§ Prompt
Copy out the entries from the line holding "Expected: for every instance of the cliff" through the end of the entries, inclusive, keeping the requests and shifting every coordinate in the answer points by -137. Leave the pictures out of your answer.

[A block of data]

* start *

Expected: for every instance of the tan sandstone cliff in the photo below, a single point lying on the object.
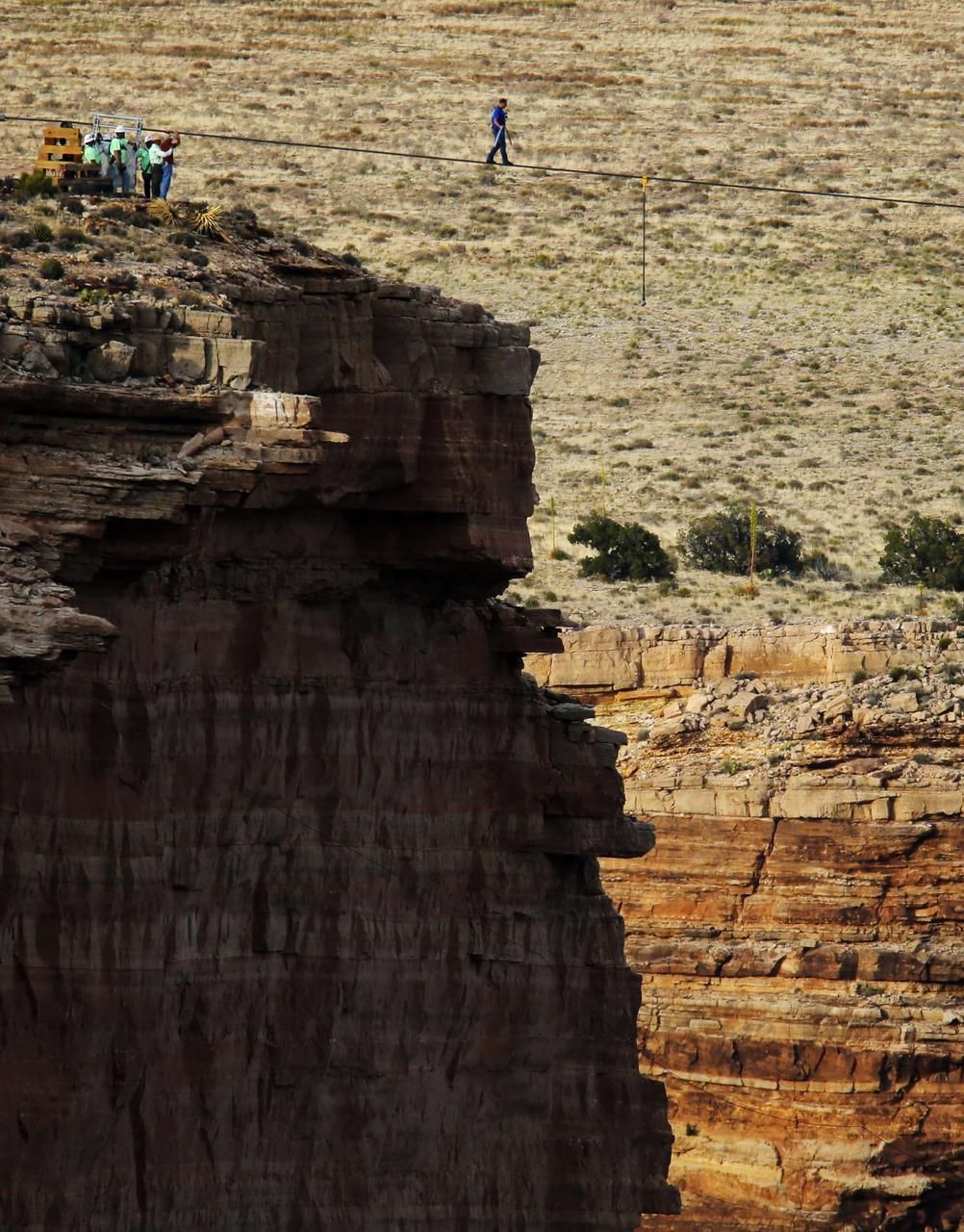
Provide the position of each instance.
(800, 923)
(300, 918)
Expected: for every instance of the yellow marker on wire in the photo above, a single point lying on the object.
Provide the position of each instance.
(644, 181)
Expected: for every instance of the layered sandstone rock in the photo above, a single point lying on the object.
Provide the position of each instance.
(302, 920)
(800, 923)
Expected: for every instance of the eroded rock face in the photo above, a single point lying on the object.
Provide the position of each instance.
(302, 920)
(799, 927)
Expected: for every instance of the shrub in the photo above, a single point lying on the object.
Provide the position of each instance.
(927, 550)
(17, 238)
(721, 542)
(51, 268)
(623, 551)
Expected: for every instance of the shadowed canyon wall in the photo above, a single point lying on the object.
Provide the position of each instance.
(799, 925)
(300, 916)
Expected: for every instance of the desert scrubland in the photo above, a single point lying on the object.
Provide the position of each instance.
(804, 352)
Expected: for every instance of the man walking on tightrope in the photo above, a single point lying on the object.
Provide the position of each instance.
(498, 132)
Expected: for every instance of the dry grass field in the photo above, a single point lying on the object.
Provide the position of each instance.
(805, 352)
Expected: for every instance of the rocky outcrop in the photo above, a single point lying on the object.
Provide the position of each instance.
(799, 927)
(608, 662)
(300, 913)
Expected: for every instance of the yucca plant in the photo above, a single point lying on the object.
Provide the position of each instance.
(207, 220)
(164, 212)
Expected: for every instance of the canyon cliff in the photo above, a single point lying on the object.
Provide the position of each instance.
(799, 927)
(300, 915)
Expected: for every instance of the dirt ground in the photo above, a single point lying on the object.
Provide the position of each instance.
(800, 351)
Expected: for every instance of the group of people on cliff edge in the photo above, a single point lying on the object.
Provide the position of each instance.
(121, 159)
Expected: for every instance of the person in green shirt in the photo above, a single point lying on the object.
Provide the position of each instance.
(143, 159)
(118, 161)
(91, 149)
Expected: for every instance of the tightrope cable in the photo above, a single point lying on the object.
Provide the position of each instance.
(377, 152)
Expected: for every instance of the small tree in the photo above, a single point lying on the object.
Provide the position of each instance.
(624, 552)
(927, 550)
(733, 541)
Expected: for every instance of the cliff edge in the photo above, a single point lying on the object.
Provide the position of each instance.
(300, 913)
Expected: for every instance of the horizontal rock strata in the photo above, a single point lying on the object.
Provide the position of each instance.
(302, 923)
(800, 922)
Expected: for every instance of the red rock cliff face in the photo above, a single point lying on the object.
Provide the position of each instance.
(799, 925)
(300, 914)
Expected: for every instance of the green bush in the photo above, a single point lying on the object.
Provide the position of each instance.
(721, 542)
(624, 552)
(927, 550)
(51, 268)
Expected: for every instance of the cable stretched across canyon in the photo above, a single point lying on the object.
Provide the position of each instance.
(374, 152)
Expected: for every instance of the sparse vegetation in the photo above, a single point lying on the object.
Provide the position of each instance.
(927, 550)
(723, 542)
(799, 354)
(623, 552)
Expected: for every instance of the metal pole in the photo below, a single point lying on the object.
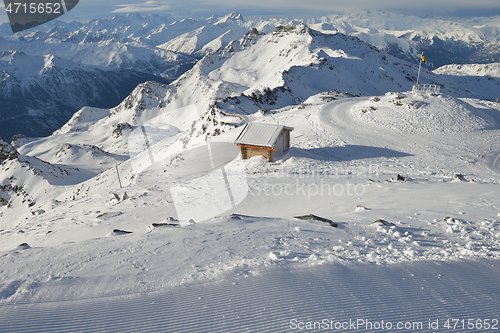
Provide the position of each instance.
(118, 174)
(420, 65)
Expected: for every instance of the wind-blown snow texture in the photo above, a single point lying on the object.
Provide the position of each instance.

* end *

§ Expected output
Expected: for every instance of the cliff edge in the photo above, a single point lying on the object.
Provide the position of each instance.
(163, 776)
Expected: for every instance of the horizontal rock strata in the photo above, a single point lying on the object.
Provide the position of each instance.
(165, 786)
(663, 785)
Expected: for every instance of the red rock cliff face in the photo above, a single point lying on the object.
Provide the position of each instance.
(662, 788)
(163, 777)
Expected: for every instance of the green bush in the photo above, a single point lying on the object.
Provide the position of each instance.
(584, 405)
(487, 415)
(790, 413)
(-86, 131)
Expected: for every instance of the cable stretched across canyon in the photo above, a single point lying on the object.
Provide the position of each instance.
(237, 15)
Expected: for every instance of the sparse vegetation in the photo above, a single point lying on the object.
Provide the position of each instance.
(790, 413)
(586, 405)
(662, 217)
(486, 415)
Expected: for every instance of the metal pole in the photo below, a single point lying on the object.
Provide the position of each instance.
(-19, 37)
(283, -72)
Expected: for every instance of the wind-blown snow texture in the photo above, a single point lying on the object.
Provide the position of each instance.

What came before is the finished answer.